Task item — The listing below must be repeated word for word, with its images excluded.

Extracted information —
*** Block opens ***

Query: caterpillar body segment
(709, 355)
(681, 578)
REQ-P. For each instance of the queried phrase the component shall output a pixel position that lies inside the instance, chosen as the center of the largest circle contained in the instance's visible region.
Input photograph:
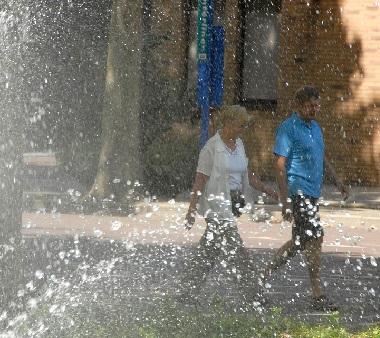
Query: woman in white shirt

*** Block closes ***

Task solution —
Query: caterpillar body segment
(709, 355)
(681, 578)
REQ-P. For each instance of the queried phrase the component shall output a pixel position that lies inside the instance, chosen as the center of the largest circle contained in the instance's visible region.
Input photograph:
Query: woman in white shirt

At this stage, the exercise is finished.